**Instructions to follow**
Retype the whole listing below, character for character.

**Data section**
════

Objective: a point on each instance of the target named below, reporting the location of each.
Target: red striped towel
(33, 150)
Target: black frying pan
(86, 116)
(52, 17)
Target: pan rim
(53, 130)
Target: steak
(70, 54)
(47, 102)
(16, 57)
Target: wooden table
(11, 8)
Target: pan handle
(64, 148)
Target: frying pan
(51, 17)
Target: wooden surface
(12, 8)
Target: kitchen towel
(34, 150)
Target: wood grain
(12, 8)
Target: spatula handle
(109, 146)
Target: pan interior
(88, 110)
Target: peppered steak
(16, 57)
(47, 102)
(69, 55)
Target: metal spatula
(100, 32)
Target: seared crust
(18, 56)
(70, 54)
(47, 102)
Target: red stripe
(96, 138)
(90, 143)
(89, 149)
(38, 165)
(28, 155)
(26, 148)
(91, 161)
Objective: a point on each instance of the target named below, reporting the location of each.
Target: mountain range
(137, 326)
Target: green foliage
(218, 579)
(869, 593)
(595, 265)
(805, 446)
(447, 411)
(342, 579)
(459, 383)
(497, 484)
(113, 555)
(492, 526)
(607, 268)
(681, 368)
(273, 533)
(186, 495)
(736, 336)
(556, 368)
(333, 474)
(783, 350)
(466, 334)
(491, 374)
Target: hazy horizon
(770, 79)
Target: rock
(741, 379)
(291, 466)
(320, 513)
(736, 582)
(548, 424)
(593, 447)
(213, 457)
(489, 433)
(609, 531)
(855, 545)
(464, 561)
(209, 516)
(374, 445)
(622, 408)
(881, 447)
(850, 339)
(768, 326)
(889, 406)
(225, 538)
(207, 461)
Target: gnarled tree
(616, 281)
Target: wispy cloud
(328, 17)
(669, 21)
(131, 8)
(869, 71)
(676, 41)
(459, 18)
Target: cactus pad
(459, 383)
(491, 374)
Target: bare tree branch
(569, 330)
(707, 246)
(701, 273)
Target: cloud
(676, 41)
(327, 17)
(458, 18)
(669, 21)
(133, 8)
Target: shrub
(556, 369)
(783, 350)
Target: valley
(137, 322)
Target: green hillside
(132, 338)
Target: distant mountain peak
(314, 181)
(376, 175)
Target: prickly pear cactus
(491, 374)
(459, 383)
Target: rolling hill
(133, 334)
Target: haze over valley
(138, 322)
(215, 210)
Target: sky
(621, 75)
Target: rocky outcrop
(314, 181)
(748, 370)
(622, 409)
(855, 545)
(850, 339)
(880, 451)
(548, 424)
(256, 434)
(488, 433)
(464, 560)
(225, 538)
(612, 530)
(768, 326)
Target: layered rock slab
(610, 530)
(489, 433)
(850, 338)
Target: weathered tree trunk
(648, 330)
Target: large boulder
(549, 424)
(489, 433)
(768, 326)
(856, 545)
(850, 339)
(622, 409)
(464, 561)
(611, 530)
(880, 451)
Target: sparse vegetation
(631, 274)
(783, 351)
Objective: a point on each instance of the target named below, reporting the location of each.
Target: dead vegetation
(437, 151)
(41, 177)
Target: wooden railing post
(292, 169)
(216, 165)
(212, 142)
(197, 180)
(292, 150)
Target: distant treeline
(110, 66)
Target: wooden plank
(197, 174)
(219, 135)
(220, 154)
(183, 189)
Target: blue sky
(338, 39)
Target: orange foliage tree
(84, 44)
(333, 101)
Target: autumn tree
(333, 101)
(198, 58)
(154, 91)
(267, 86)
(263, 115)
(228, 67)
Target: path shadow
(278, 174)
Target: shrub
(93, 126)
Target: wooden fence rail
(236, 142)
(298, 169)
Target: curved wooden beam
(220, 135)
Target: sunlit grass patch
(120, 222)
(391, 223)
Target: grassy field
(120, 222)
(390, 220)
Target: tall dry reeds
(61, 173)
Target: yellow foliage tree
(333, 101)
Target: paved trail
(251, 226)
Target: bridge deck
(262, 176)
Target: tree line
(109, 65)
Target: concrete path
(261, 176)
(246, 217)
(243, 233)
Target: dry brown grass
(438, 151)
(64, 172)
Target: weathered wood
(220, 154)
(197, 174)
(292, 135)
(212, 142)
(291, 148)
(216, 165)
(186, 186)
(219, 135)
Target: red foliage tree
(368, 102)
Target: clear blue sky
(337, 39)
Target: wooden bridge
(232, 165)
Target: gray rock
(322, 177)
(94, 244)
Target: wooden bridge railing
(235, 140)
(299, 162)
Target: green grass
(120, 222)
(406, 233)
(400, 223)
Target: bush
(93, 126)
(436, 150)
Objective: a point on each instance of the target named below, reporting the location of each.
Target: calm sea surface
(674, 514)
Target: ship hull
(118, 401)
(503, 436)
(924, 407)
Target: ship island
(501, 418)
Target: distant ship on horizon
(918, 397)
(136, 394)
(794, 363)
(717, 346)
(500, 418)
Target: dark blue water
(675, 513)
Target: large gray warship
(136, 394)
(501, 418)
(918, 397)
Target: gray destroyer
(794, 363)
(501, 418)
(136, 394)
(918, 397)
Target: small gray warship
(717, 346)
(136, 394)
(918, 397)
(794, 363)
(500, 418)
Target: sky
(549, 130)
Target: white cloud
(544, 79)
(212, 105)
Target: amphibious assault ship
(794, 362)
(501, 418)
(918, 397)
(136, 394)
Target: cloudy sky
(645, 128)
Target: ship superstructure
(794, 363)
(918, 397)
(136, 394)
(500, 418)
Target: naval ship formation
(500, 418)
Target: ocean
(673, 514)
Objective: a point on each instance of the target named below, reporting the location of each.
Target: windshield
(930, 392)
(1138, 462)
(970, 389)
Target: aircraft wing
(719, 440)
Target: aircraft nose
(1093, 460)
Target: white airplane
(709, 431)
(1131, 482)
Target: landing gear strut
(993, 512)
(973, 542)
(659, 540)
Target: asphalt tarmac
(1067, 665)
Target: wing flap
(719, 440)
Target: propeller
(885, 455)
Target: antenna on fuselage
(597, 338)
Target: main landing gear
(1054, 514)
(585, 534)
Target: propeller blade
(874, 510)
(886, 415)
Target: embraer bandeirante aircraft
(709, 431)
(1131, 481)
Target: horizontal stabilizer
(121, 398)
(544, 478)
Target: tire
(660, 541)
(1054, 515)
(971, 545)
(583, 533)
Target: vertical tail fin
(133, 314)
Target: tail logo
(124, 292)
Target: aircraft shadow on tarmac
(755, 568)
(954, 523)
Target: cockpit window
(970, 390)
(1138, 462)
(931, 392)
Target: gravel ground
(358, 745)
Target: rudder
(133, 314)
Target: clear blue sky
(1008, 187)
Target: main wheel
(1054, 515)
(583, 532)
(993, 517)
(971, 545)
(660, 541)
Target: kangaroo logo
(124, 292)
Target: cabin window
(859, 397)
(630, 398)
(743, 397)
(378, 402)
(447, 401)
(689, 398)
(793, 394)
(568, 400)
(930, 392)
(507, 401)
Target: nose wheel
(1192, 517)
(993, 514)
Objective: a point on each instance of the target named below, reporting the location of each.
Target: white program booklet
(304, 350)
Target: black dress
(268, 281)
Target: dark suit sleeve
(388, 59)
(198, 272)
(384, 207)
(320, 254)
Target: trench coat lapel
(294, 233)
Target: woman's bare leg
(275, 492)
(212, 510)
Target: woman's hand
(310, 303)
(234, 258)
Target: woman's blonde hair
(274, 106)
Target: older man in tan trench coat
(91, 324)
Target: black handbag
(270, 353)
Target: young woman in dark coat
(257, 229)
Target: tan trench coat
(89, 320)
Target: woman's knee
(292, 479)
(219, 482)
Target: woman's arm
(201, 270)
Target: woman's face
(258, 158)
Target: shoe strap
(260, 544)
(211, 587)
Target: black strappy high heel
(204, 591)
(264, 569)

════

**Reply**
Objective: a point on each instance of the target named below, reporting the location of each.
Target: red striped towel
(33, 150)
Target: black frying pan
(86, 116)
(52, 17)
Target: pan rim
(53, 130)
Target: steak
(70, 54)
(47, 102)
(16, 57)
Target: wooden table
(11, 8)
Target: pan handle
(64, 148)
Target: frying pan
(51, 17)
Target: wooden surface
(12, 8)
Target: kitchen towel
(34, 150)
Target: wood grain
(12, 8)
Target: spatula handle
(109, 146)
Target: pan interior
(88, 110)
Target: peppered steak
(16, 57)
(47, 102)
(69, 55)
Target: metal spatula
(100, 32)
Target: seared crust
(18, 56)
(70, 54)
(47, 102)
Target: red stripe
(96, 138)
(90, 143)
(89, 149)
(38, 165)
(28, 155)
(26, 148)
(91, 161)
Objective: a point on each instance of the target named below, reporting the location of each.
Target: mountain range
(137, 326)
Target: green foliage
(218, 579)
(869, 593)
(595, 265)
(805, 446)
(447, 411)
(342, 579)
(459, 383)
(497, 484)
(113, 555)
(492, 526)
(607, 268)
(681, 368)
(273, 533)
(186, 495)
(736, 336)
(556, 368)
(333, 474)
(783, 350)
(466, 334)
(491, 374)
Target: hazy horizon
(770, 79)
Target: rock
(741, 379)
(291, 466)
(320, 513)
(736, 582)
(548, 424)
(593, 447)
(213, 457)
(489, 433)
(609, 531)
(855, 545)
(464, 561)
(209, 516)
(374, 445)
(622, 408)
(881, 447)
(850, 339)
(768, 326)
(889, 406)
(225, 538)
(207, 461)
Target: gnarled tree
(616, 281)
Target: wispy cloud
(328, 17)
(669, 21)
(131, 8)
(869, 71)
(676, 41)
(459, 18)
Target: cactus pad
(459, 383)
(491, 374)
Target: bare tree branch
(569, 330)
(707, 246)
(701, 273)
Target: cloud
(676, 41)
(327, 17)
(458, 18)
(669, 21)
(133, 8)
Target: shrub
(556, 369)
(783, 350)
Target: valley
(137, 322)
Target: green hillside
(132, 338)
Target: distant mountain peak
(314, 181)
(376, 175)
Target: prickly pear cactus
(491, 374)
(459, 383)
Target: rolling hill
(133, 334)
Target: haze over valley
(138, 322)
(215, 210)
Target: sky
(621, 75)
Target: rocky outcrop
(314, 181)
(748, 370)
(622, 409)
(855, 545)
(850, 339)
(880, 451)
(548, 424)
(256, 434)
(488, 433)
(464, 560)
(225, 538)
(612, 530)
(768, 326)
Target: layered rock slab
(610, 530)
(489, 433)
(850, 338)
Target: weathered tree trunk
(648, 330)
Target: large boulder
(549, 424)
(489, 433)
(768, 326)
(856, 545)
(850, 339)
(622, 409)
(464, 561)
(611, 530)
(880, 451)
Target: sparse vegetation
(631, 274)
(783, 351)
Objective: a point on each instance of the target named below, reporting the location of each.
Target: dead vegetation
(437, 151)
(41, 177)
Target: wooden railing post
(292, 169)
(216, 165)
(212, 142)
(197, 180)
(292, 150)
Target: distant treeline
(110, 66)
Target: wooden plank
(197, 174)
(219, 135)
(220, 154)
(183, 189)
Target: blue sky
(338, 39)
Target: orange foliage tree
(84, 44)
(333, 101)
Target: autumn tree
(333, 101)
(198, 58)
(154, 91)
(267, 86)
(263, 115)
(228, 67)
Target: path shadow
(278, 174)
Target: shrub
(93, 126)
Target: wooden fence rail
(236, 142)
(298, 169)
Target: curved wooden beam
(220, 135)
Target: sunlit grass patch
(120, 222)
(391, 223)
Target: grassy field
(120, 222)
(390, 220)
Target: tall dry reeds
(61, 173)
Target: yellow foliage tree
(333, 101)
Target: paved trail
(251, 226)
Target: bridge deck
(262, 176)
Target: tree line
(109, 65)
Target: concrete path
(261, 176)
(246, 217)
(243, 233)
Target: dry brown grass
(438, 151)
(64, 172)
Target: weathered wood
(220, 154)
(197, 174)
(292, 135)
(212, 142)
(291, 148)
(216, 165)
(186, 186)
(219, 135)
Target: red foliage tree
(368, 102)
Target: clear blue sky
(337, 39)
Target: wooden bridge
(232, 165)
Target: gray rock
(322, 177)
(94, 244)
Target: wooden bridge railing
(235, 140)
(299, 162)
Target: green grass
(120, 222)
(406, 233)
(400, 223)
Target: bush
(93, 126)
(436, 150)
Objective: a point on each instance of the target named below, reporting the location of each.
Target: calm sea surface
(674, 514)
Target: ship hull
(118, 401)
(503, 436)
(924, 407)
Target: ship island
(501, 418)
Target: distant ship on horizon
(918, 397)
(136, 394)
(794, 363)
(717, 346)
(500, 418)
Target: dark blue water
(675, 513)
Target: large gray warship
(136, 394)
(501, 418)
(918, 397)
Target: gray destroyer
(794, 363)
(501, 418)
(136, 394)
(918, 397)
Target: small gray warship
(717, 346)
(136, 394)
(918, 397)
(794, 363)
(500, 418)
Target: sky
(549, 130)
Target: white cloud
(544, 79)
(212, 105)
Target: amphibious assault ship
(794, 362)
(501, 418)
(918, 397)
(136, 394)
Target: cloudy sky
(645, 128)
Target: ship superstructure
(794, 363)
(918, 397)
(136, 394)
(500, 418)
Target: naval ship formation
(500, 418)
Target: ocean
(673, 514)
Objective: a point on each instance of the target named below, reporting the location of each.
Target: windshield
(930, 392)
(1138, 462)
(970, 389)
Target: aircraft wing
(719, 440)
Target: aircraft nose
(1093, 460)
Target: white airplane
(709, 431)
(1131, 482)
Target: landing gear strut
(993, 512)
(973, 542)
(659, 540)
Target: asphalt tarmac
(1067, 665)
Target: wing flap
(719, 440)
Target: propeller
(885, 455)
Target: antenna on fuselage
(597, 338)
Target: main landing gear
(1054, 514)
(585, 534)
Target: propeller blade
(874, 510)
(886, 415)
Target: embraer bandeirante aircraft
(709, 431)
(1131, 481)
Target: horizontal stabilizer
(121, 398)
(544, 478)
Target: tire
(660, 541)
(1054, 515)
(971, 545)
(583, 533)
Target: vertical tail fin
(133, 314)
Target: tail logo
(124, 292)
Target: aircraft shadow on tarmac
(755, 568)
(954, 523)
Target: cockpit window
(970, 390)
(1138, 462)
(931, 392)
Target: gravel ground
(358, 745)
Target: rudder
(133, 314)
Target: clear blue sky
(1008, 187)
Target: main wheel
(1054, 515)
(583, 532)
(993, 517)
(971, 545)
(660, 541)
Target: kangaroo logo
(124, 292)
Target: cabin window
(859, 397)
(630, 398)
(743, 397)
(378, 402)
(447, 401)
(689, 398)
(793, 394)
(568, 400)
(930, 392)
(507, 401)
Target: nose wheel
(1192, 517)
(993, 514)
Objective: a point on each instance of the target named below, reporting the location of each.
Target: white program booklet
(304, 350)
Target: black dress
(268, 281)
Target: dark suit sleeve
(388, 59)
(198, 272)
(384, 207)
(320, 254)
Target: trench coat lapel
(294, 233)
Target: woman's bare leg
(275, 492)
(212, 510)
Target: woman's hand
(310, 303)
(234, 258)
Target: woman's blonde hair
(274, 106)
Target: older man in tan trench coat
(91, 324)
Target: black handbag
(270, 353)
Target: young woman in dark coat
(257, 229)
Target: tan trench coat
(89, 320)
Target: woman's knee
(292, 479)
(219, 482)
Target: woman's arm
(201, 270)
Target: woman's face
(258, 158)
Target: shoe strap
(260, 544)
(211, 587)
Target: black strappy high heel
(204, 591)
(264, 569)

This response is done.